Ein Scheibenkreuz ist eine Unterart eines Triumphkreuzes.

Das im Innenraum zu sehende Scheibenkreuz ist eine kunsthistorische Rarität. Es stammt aus der Zeit um 1200. Es ist einzigartig auf dem europäischen Festland und das älteste der Kunstgeschichte. Ähnliches findet man fast nur noch auf der Insel Gotland in Schweden. Dabei handelt es sich aber durchweg um jüngere Formen. Ursprünglich war hier noch der Korpus, also der Christuskörper, angenagelt, was man aus den vorhandenen Nagelspuren ersehen kann. Das Scheibenkreuz besteht aus Fichten- und Kiefernholz, hat eine Höhe von 3,89 m und einen Scheibendurchmesser von 2,72 m. Die Bretter und die Reliefs waren und sind teilweise noch mit Leinwand überzogen, auf die eine Gipsgrundierung mit Silberfolie aufgebracht wurde.

In dieser Weise waren im Mittelalter Standbilder aus Holz generell behandelt worden. Der heute häufig zu sehende Holzkern einer solchen Plastik war nur eine Art Rohfassung, dann kam die aufgeklebte Gipsschicht, die man wunderbar schleifen konnte und auf der die Farben viel besser hielten. Diese Farbschichten wurden in früheren Jahrhunderten erneuert oder mit anderen Farben überlackiert. Im 19. Jahrhundert kam man deshalb auf die Idee, hier eine Art Reinigung durchführen zu müssen, und „befreite“ viele Holzplastiken von den Farbschichten und bei dieser Gelegenheit auch gleichzeitig von der Gipsschicht, so dass der reine Holzkern übrig blieb, den man anschließend als das reine Kunstwerk hinstellte. Beim Soester Scheibenkreuz ist noch die originale Farbigkeit erhalten. Seit dem späten Mittelalter steht das Scheibenkreuz an der Ostwand der Hohnekirche im südlichen Seitenschiff.

ERFASSTE DATEN:
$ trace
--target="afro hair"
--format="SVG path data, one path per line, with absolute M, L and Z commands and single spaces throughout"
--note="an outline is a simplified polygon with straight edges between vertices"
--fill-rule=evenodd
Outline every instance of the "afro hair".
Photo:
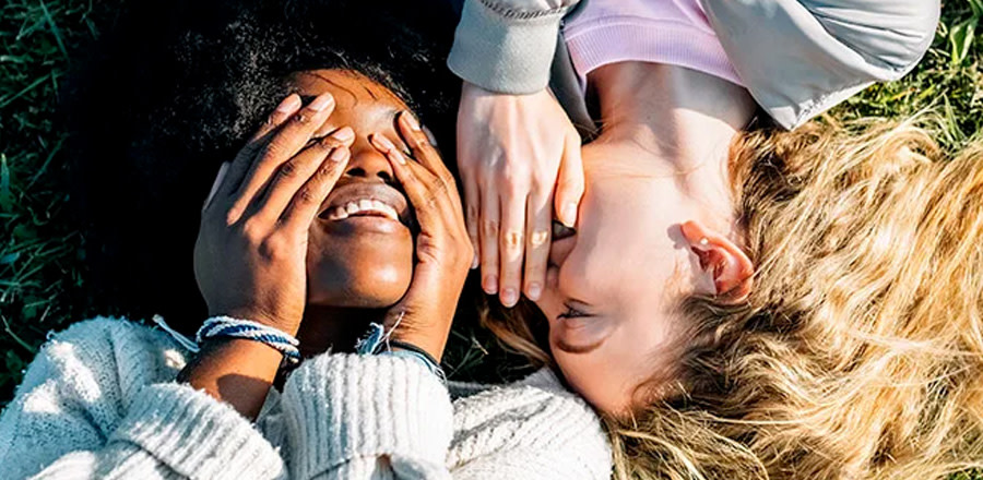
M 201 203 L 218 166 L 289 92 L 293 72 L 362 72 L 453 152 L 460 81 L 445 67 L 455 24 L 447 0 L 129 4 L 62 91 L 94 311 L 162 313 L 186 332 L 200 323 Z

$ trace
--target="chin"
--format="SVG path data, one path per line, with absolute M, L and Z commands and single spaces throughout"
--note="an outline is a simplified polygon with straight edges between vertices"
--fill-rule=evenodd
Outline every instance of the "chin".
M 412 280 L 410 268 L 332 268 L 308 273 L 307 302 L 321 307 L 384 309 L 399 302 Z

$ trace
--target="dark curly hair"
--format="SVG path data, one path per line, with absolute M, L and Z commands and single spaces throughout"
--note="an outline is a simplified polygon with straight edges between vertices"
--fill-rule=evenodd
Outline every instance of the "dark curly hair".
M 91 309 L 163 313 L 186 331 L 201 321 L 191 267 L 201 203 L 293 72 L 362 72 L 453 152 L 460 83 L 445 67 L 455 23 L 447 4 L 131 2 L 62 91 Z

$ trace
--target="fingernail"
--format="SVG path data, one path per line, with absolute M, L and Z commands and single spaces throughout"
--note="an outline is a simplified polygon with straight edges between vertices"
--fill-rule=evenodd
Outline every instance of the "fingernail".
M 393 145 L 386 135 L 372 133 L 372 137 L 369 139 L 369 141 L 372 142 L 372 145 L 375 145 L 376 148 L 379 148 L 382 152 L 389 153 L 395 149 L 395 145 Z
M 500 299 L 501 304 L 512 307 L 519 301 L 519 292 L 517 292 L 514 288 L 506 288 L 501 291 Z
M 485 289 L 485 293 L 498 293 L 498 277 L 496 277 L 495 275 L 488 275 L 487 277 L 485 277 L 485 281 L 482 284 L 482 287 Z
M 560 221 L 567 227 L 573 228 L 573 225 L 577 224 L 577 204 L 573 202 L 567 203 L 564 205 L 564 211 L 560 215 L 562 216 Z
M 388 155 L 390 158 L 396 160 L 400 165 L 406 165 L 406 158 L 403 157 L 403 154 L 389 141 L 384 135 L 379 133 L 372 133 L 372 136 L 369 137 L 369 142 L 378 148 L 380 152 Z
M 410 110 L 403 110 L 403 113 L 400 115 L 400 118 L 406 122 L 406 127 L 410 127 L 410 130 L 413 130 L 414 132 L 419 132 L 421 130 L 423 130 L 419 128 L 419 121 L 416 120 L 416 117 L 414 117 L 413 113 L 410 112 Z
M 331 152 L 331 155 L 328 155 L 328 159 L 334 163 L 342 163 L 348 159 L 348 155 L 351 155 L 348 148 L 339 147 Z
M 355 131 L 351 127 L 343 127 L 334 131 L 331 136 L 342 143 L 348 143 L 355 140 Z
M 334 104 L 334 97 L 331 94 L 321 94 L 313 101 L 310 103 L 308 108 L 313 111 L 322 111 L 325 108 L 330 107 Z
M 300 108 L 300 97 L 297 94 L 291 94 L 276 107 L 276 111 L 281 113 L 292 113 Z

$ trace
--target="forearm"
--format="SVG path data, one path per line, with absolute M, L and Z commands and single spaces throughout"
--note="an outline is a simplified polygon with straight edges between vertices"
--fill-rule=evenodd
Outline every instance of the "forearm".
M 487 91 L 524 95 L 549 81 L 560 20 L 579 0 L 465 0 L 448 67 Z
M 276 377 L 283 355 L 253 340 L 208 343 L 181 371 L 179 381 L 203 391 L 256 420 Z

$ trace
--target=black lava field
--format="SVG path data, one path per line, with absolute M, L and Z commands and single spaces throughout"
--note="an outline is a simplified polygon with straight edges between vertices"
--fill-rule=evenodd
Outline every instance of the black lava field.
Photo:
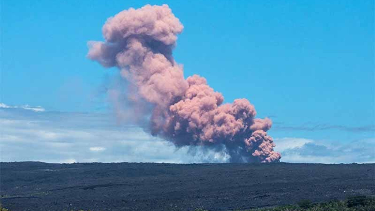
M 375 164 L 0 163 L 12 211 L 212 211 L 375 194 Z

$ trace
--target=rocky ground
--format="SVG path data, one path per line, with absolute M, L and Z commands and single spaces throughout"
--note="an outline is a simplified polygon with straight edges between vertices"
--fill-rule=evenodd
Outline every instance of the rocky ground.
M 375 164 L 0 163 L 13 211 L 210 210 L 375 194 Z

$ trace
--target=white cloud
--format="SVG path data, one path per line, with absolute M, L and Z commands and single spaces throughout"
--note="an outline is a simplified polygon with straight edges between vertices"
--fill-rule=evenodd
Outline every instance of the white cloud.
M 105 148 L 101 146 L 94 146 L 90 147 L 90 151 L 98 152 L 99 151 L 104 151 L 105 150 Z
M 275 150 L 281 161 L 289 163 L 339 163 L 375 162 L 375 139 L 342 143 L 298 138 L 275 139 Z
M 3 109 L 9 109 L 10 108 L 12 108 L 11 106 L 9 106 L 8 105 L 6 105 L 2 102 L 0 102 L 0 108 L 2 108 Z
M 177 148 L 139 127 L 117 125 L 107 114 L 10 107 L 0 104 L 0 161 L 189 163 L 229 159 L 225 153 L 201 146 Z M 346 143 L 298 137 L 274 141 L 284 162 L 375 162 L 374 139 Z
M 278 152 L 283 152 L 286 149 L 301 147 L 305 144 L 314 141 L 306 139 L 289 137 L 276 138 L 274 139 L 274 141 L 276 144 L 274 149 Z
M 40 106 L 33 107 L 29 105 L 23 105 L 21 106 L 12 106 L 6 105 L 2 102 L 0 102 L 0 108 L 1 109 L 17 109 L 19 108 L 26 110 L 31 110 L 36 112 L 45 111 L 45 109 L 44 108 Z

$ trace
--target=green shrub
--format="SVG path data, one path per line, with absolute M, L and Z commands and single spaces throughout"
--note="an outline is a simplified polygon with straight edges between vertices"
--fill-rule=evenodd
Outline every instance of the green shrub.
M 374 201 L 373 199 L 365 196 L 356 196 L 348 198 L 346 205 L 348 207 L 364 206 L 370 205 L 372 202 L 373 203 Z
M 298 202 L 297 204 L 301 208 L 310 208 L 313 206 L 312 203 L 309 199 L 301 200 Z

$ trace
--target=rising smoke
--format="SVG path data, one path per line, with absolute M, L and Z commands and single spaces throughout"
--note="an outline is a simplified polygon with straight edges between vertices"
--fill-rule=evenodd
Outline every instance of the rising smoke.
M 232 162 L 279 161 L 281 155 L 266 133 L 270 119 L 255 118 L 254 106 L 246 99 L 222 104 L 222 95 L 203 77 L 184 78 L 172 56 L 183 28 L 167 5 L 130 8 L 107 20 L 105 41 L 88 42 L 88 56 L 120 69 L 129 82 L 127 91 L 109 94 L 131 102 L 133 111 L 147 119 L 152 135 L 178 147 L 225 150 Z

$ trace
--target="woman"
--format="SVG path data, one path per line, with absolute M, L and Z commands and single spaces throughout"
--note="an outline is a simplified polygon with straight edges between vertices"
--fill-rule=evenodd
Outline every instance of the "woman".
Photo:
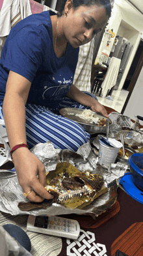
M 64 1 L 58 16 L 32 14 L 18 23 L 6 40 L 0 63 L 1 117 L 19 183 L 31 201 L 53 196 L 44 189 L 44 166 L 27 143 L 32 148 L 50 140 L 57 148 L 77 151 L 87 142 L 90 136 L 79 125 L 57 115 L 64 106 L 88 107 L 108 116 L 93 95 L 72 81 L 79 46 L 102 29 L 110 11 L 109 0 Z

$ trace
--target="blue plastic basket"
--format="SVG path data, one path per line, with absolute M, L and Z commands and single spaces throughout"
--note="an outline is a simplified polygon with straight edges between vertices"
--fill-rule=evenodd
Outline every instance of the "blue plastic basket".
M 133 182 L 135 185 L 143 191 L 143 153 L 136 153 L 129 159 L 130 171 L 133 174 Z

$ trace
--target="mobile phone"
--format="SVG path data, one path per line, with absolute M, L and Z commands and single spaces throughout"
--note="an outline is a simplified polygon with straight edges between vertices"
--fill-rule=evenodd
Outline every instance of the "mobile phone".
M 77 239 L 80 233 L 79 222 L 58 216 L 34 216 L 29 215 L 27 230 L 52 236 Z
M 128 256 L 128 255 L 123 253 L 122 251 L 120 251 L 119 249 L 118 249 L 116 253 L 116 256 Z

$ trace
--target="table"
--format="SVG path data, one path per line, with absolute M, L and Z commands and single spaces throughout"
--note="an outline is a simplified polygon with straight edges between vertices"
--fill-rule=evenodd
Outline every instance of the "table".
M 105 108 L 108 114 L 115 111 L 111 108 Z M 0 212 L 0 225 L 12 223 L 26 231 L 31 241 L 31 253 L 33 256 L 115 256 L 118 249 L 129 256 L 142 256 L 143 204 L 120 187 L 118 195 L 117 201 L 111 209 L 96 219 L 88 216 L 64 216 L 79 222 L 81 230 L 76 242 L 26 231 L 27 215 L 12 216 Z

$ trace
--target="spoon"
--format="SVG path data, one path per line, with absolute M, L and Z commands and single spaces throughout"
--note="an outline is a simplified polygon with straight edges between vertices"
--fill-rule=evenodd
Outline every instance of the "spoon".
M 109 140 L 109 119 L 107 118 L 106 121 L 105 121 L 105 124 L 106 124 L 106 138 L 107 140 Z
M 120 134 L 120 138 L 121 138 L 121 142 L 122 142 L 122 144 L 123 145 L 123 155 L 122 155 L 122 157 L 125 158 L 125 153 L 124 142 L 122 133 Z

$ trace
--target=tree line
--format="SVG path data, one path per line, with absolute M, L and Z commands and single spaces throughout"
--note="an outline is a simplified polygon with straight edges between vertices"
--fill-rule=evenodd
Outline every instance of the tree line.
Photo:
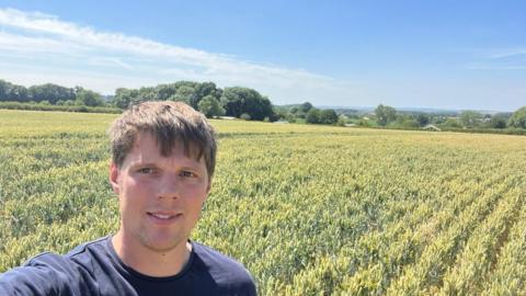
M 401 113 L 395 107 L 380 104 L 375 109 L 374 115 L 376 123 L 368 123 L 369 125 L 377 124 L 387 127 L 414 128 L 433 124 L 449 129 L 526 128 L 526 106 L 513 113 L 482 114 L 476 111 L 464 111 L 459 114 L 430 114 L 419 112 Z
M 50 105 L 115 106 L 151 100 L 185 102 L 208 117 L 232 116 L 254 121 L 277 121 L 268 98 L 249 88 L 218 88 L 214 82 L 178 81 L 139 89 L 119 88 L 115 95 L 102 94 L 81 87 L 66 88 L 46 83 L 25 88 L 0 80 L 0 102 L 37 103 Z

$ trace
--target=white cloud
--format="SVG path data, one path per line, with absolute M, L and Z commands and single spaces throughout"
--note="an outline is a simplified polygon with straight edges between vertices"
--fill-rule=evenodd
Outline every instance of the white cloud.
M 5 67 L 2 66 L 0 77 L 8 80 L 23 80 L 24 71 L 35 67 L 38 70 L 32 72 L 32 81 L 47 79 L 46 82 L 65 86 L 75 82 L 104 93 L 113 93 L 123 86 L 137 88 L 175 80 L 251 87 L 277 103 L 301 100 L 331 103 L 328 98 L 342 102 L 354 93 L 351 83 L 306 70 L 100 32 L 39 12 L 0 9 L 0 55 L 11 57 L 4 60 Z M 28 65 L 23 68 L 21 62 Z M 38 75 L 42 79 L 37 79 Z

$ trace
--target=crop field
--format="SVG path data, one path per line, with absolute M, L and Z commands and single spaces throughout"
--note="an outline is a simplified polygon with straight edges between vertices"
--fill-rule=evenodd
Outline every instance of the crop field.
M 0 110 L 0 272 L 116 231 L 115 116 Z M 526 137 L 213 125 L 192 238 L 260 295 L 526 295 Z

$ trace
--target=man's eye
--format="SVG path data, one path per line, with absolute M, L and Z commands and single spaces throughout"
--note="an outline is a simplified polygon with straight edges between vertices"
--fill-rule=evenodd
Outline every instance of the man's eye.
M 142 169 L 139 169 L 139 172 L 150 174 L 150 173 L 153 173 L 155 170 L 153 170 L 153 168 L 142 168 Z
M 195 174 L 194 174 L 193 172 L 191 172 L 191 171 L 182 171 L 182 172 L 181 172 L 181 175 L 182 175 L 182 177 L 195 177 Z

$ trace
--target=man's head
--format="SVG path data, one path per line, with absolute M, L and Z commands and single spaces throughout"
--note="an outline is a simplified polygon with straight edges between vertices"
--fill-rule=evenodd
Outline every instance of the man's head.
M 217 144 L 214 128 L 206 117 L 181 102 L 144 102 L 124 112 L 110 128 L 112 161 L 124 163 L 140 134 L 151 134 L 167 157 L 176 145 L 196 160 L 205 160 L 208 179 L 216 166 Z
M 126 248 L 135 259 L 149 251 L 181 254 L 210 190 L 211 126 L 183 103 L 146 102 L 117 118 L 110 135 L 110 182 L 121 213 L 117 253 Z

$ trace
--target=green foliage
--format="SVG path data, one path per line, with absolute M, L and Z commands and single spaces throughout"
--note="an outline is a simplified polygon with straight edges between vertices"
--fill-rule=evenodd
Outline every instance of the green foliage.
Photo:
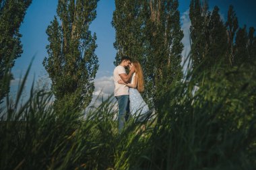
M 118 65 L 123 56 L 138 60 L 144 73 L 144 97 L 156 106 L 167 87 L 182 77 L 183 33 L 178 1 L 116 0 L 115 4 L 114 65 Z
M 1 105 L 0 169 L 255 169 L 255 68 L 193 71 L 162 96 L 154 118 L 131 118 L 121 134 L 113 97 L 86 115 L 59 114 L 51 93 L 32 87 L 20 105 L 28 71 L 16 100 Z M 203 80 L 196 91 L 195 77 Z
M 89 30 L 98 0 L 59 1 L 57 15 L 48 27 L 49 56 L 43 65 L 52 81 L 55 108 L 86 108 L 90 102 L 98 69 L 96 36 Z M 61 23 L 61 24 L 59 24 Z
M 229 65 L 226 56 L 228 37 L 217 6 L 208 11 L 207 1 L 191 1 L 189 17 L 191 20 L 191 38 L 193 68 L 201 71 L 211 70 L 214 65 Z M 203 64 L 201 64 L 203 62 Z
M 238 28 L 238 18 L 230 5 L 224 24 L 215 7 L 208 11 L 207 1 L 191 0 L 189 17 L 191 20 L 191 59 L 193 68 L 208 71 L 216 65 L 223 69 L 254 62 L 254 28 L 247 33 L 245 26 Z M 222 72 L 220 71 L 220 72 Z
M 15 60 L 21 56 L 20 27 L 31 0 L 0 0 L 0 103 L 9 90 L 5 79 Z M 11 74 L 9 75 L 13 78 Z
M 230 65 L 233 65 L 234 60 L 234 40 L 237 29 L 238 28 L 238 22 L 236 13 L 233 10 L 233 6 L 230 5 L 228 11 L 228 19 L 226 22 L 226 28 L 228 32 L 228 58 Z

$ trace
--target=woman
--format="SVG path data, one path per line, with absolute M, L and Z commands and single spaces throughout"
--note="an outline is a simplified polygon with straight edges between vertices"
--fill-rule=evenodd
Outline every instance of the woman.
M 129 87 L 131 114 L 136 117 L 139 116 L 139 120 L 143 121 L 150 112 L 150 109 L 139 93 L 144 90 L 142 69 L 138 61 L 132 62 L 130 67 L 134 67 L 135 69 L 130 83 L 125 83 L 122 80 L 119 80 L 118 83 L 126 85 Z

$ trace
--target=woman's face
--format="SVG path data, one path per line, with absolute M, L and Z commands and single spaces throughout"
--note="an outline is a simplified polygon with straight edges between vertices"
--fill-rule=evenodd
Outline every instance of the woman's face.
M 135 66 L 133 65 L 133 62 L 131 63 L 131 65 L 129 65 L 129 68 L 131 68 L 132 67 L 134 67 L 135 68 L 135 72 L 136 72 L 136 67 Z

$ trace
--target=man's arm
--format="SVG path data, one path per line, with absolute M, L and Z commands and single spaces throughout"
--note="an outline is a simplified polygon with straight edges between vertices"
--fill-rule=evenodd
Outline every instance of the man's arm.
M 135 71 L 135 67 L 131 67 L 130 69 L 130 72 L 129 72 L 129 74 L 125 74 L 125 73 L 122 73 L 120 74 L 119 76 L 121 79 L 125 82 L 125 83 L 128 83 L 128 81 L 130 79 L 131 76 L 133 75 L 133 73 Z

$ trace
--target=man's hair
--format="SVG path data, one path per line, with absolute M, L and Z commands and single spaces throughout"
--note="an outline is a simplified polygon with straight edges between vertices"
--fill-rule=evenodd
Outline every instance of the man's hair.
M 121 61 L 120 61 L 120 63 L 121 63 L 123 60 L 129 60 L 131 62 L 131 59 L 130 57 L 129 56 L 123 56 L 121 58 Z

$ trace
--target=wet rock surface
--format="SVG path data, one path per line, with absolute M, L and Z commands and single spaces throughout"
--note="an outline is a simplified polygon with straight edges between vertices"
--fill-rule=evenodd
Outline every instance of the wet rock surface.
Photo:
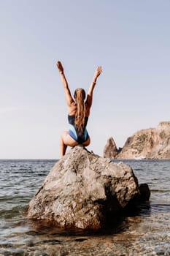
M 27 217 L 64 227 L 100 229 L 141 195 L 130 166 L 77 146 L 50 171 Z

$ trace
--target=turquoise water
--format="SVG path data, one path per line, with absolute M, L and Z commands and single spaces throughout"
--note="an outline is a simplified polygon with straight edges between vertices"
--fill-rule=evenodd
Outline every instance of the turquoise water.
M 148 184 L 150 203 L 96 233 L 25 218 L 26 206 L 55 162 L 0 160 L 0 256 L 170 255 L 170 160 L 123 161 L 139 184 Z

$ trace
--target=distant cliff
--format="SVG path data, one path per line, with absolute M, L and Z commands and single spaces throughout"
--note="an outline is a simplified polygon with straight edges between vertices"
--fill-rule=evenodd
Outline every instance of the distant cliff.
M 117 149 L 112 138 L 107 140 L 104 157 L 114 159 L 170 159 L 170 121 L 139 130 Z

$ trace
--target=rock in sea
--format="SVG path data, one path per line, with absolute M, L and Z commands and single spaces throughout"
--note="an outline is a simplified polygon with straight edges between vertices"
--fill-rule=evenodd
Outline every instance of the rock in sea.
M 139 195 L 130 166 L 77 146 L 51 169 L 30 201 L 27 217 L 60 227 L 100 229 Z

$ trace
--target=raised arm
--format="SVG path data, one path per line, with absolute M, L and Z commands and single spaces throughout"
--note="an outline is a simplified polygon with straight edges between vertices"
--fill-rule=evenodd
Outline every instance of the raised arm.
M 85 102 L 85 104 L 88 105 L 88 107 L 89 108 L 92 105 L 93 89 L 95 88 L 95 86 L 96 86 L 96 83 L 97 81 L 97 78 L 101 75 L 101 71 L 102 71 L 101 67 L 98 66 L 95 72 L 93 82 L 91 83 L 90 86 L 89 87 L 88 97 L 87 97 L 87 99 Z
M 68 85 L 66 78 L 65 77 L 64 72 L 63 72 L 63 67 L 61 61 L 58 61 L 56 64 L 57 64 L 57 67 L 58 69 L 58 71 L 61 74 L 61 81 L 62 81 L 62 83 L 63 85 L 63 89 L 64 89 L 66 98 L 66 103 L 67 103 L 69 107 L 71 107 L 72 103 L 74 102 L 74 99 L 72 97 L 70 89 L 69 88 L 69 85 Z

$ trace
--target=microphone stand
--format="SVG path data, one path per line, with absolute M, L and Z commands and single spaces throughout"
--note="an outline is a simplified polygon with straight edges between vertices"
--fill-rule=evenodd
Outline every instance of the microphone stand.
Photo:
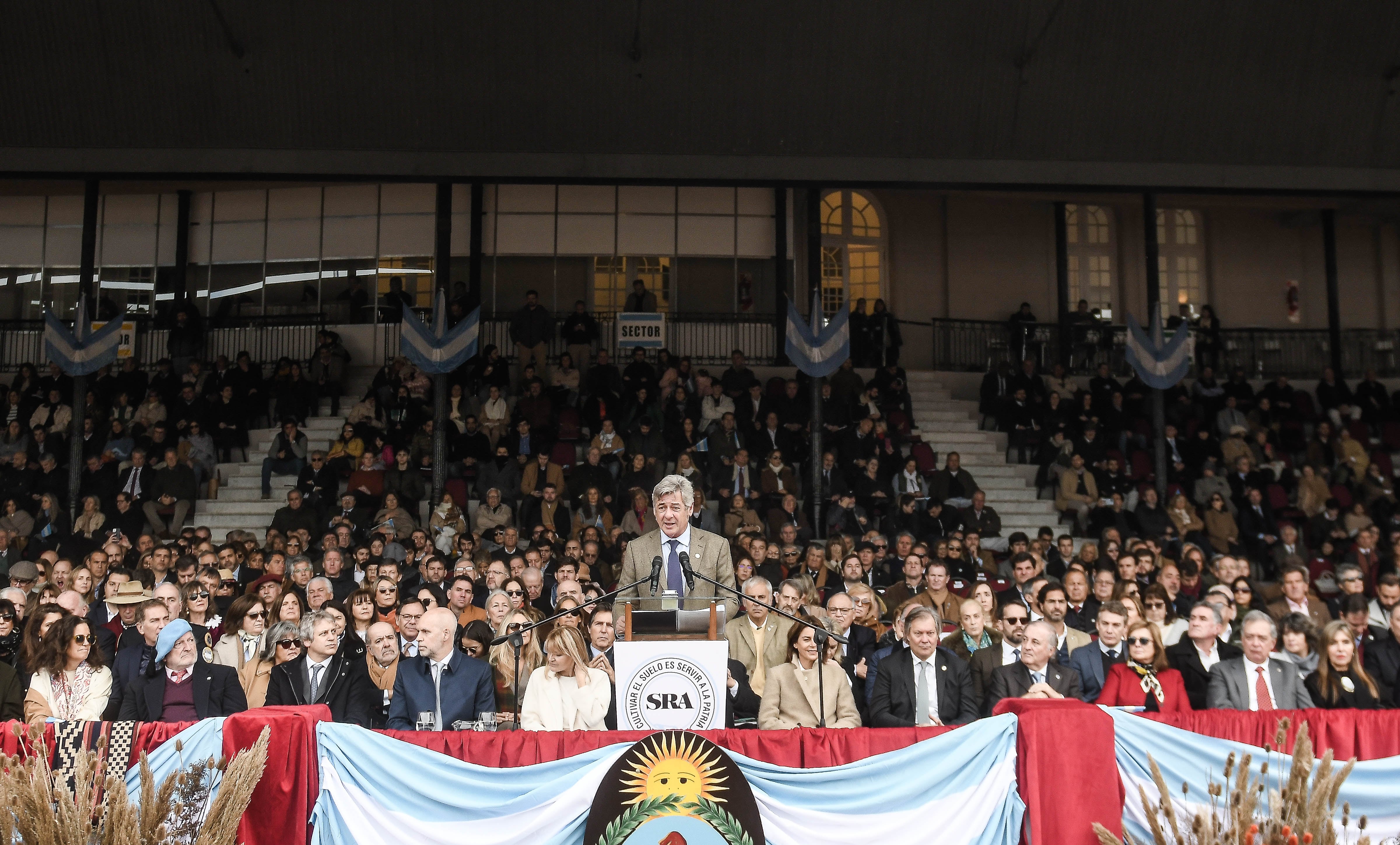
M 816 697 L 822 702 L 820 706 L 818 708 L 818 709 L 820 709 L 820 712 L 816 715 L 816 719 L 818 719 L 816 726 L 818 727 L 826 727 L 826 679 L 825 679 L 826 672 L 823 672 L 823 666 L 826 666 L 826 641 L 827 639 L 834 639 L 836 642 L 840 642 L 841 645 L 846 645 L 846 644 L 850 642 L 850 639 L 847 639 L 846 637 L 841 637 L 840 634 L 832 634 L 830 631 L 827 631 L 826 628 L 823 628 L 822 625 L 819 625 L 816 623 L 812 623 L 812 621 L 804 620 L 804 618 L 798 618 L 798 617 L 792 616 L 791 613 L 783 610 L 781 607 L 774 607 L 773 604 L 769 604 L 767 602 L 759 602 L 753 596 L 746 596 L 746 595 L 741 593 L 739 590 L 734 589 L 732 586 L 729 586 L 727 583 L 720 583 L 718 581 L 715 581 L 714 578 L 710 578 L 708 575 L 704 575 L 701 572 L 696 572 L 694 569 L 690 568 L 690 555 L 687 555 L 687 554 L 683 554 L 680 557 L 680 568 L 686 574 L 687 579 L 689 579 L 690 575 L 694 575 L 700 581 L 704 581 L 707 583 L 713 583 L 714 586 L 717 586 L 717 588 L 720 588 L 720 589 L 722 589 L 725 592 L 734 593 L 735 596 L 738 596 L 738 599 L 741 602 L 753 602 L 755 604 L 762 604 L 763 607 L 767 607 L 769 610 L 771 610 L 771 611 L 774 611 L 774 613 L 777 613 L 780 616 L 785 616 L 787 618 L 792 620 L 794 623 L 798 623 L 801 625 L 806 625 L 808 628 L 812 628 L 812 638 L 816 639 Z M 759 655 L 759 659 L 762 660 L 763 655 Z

AUFGABEN:
#1 Beantworte anhand des Textauszugs über das Scheibenkreuz:
(a) Aus welchen Holzarten besteht das Scheibenkreuz?
(b) In welchem Jahrhundert wurden viele Holzplastiken von ihren Farbschichten „befreit“?
(c) Wo steht das Scheibenkreuz seit dem späten Mittelalter?
#2 Gib aus dem Textauszug über das Scheibenkreuz wortgetreu den Teil wieder, der mit den Worten „Das im Innenraum“ beginnt und mit „Silberfolie aufgebracht wurde.“ schließt.

ANTWORTEN:
#1
(a) Aus Fichten- und Kiefernholz.
(b) Im 19. Jahrhundert.
(c) An der Ostwand der Hohnekirche im südlichen Seitenschiff.

#2
Das im Innenraum zu sehende Scheibenkreuz ist eine kunsthistorische Rarität. Es stammt aus der Zeit um 1200. Es ist einzigartig auf dem europäischen Festland und das älteste der Kunstgeschichte. Ähnliches findet man fast nur noch auf der Insel Gotland in Schweden. Dabei handelt es sich aber durchweg um jüngere Formen. Ursprünglich war hier noch der Korpus, also der Christuskörper, angenagelt, was man aus den vorhandenen Nagelspuren ersehen kann. Das Scheibenkreuz besteht aus Fichten- und Kiefernholz, hat eine Höhe von 3,89 m und einen Scheibendurchmesser von 2,72 m. Die Bretter und die Reliefs waren und sind teilweise noch mit Leinwand überzogen, auf die eine Gipsgrundierung mit Silberfolie aufgebracht wurde.